● **PROVIDED TEXT**:
Obviously our grandma was an independent free-spirited personality. Perhaps a determination somewhat before her time in a society struggling to retain its conservative roots.  However she seemed to have managed to successfully grow up to graduate from a teachers school in Fredericton and work for a year or two as teacher in NB – and then muster the courage to ‘emigrate’ to Kindersley Saskatchewan by 1913. 

She must have left her childhood home in Hopewell Hill as a teenager for studies. An amazing,  and character strong woman even then!

 


Taken at Fort Beausejour indicating an interest in the gruesome Acadien history

 


The road to or from Hopewell Hill

 

"Emigrating" To Kindersley Saskatchewan 1913
4043 km west


Typical prairie country school at that time

Saskatchewan was formed and opened for settlement 1905

 

One must remember that the province our grandma came to just 8 years later in 1913  lacked most of the functions that one normaly expects in an operating society.  Schools, health care, roads etc etc.  The little country community she came to had put an ad in a news paper in Fredericton seeking a teacher ... They had built the school on their own and now needed a teacher.


A year later our grandmother married a farmer in the same community - Alfred Hopkins -- ´They had 4 children .. my mother was the 4th child born 1921-09-03. Three months after her birth my grandfather passed away.

Apparently after the first world war, soldiers returning from Europe brought the pandemic Spanish flu ... Although my grandfather wasn't in the military, it was determined that this is what he died of after a lengthy illness.

 

 


The homested that the 4 girls were born


Alfred Edgar Hopkins
1884 -1922

This picture must have been taken around the time that grandpa passed away as we know that mom was just 3 months old when he died.


A random picture of grandma on the doorstep of her home

 

Obviously, her husbands passing was a major life tragedy for grandma .. now a single mother with 4 small children .. With a farm that she had no possiblity of operating, she was forced to sell and with the money she received she could buy a small house in the little town of Kindersley close by.  The town of Kindersley gave her a part time job of doing  accounting for the town and she was able to get odd jobs helping at the hospital and doing other cleaning work in town.

Her quiet will to survive, and even in less than optimal circumstances, to give the very best life and oportunities she could to her girls is amazing.  ...  Her undisputable sucess in this purpose says a lot about the character that drove her.

● **INFORMATION SHOWN**:
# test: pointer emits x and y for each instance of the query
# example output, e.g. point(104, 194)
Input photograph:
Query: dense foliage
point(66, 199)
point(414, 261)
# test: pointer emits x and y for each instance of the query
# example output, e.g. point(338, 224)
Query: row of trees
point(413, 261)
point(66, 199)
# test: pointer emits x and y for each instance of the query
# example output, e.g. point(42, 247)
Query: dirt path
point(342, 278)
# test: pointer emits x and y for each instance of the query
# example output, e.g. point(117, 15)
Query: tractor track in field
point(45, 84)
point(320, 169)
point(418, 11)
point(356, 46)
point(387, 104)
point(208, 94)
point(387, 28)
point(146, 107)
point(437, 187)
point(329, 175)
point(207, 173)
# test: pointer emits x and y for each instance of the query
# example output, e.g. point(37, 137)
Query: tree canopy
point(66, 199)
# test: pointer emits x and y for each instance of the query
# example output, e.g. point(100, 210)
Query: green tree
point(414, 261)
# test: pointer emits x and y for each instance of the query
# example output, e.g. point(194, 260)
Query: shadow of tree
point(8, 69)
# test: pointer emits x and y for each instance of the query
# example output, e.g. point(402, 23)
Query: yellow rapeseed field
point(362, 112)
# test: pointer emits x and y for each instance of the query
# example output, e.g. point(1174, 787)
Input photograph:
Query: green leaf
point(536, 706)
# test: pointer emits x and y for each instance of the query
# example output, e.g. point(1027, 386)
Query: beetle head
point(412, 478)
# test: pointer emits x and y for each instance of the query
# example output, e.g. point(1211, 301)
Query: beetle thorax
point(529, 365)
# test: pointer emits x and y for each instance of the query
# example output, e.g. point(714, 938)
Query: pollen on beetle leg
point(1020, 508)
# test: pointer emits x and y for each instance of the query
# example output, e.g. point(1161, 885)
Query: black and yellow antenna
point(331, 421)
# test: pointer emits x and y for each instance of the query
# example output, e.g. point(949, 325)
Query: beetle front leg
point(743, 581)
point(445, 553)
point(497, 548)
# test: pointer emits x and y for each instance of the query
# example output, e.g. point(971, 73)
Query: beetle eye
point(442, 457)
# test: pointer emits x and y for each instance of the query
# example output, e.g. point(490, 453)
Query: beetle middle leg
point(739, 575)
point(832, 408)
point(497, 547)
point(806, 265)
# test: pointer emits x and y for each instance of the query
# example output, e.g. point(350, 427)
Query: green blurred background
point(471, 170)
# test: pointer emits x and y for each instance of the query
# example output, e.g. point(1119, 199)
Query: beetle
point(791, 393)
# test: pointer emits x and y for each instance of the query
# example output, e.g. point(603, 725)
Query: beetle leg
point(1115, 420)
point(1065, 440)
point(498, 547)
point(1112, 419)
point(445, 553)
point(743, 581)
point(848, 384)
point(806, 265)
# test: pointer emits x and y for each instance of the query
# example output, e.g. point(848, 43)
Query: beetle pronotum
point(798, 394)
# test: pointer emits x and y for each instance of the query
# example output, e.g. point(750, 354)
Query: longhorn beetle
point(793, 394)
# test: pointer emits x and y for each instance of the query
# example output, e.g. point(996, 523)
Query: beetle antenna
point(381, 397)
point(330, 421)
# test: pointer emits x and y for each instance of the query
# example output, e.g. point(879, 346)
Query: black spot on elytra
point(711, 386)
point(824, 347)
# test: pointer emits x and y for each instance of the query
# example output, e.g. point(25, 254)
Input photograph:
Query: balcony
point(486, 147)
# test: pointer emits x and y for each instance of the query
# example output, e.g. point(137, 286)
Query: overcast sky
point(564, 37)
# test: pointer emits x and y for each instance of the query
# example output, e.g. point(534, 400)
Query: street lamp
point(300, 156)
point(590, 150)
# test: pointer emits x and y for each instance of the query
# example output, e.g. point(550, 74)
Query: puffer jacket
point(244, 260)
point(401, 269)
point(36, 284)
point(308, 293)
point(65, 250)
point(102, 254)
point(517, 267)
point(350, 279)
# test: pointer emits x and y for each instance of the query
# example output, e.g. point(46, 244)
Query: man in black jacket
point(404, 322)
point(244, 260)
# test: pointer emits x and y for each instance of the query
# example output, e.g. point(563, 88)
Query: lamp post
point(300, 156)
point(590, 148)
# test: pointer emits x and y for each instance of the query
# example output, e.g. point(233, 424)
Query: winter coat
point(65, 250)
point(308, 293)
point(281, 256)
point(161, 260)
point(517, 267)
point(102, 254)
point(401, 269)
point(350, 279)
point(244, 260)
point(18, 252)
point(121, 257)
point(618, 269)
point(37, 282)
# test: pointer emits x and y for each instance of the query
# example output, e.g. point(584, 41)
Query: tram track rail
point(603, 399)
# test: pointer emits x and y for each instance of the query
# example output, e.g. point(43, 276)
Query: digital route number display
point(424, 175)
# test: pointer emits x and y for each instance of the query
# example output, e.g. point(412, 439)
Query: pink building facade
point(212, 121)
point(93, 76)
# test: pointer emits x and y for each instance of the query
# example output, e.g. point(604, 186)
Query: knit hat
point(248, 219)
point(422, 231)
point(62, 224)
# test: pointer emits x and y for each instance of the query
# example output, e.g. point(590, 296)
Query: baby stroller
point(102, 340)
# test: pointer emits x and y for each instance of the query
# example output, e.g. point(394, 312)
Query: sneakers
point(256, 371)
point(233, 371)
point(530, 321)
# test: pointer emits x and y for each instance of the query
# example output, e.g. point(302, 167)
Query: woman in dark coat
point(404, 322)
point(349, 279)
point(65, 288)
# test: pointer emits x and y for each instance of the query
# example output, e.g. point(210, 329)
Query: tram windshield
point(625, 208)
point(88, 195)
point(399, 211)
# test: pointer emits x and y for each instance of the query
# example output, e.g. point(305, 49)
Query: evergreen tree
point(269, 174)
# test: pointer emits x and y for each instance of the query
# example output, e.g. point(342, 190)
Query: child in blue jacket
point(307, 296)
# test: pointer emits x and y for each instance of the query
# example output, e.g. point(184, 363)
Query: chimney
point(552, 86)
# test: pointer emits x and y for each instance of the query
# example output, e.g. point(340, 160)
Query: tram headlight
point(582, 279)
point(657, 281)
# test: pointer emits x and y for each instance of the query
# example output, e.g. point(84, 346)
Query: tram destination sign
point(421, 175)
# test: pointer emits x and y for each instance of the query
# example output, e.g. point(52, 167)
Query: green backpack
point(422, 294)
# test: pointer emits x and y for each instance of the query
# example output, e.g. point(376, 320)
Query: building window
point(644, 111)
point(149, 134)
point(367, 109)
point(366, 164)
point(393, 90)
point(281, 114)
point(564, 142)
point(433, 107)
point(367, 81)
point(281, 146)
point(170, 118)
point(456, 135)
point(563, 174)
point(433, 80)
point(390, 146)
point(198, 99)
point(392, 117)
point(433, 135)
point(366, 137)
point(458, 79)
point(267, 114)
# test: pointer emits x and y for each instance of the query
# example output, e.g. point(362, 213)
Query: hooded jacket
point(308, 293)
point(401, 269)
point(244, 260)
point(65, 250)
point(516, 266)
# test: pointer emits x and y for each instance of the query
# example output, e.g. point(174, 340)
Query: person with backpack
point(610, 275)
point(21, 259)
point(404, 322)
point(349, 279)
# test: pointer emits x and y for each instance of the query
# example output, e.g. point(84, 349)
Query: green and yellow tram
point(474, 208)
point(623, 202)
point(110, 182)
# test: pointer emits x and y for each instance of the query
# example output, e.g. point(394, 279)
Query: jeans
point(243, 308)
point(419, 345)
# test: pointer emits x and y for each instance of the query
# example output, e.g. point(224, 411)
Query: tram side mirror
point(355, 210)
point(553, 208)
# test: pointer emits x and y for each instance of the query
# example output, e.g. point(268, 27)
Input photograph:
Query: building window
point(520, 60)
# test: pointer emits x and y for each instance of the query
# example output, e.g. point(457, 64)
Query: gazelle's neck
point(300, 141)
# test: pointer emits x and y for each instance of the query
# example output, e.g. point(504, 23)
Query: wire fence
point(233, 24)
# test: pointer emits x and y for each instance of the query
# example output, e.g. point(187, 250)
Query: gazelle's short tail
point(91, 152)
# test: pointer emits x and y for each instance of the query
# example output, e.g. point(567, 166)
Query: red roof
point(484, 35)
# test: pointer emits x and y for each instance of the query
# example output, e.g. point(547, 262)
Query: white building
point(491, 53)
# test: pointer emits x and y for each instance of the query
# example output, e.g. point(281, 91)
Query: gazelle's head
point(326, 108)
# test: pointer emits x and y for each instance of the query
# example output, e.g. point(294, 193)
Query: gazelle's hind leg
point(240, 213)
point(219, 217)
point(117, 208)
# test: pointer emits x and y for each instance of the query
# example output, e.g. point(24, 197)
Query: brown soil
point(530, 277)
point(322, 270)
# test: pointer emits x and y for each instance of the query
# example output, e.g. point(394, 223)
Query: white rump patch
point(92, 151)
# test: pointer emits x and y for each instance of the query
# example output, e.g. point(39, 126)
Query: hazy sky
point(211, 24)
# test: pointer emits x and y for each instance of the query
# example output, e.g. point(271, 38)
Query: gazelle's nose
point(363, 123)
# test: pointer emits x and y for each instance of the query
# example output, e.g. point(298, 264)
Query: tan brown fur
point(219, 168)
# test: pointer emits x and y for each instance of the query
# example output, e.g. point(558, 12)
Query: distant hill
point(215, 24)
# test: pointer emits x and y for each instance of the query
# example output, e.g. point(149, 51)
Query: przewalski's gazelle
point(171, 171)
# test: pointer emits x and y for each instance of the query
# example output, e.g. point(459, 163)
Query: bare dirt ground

● **REQUIRED WORK**:
1/ In the family history, how did the little country community in Saskatchewan look for a teacher?
2/ Write out the passage of the family history from "Apparently after the" to "when he died.".

● **SOLUTION SET**:
1/ It put an ad in a newspaper in Fredericton.

2/
Apparently after the first world war, soldiers returning from Europe brought the pandemic Spanish flu ... Although my grandfather wasn't in the military, it was determined that this is what he died of after a lengthy illness.

 

 


The homested that the 4 girls were born


Alfred Edgar Hopkins
1884 -1922

This picture must have been taken around the time that grandpa passed away as we know that mom was just 3 months old when he died.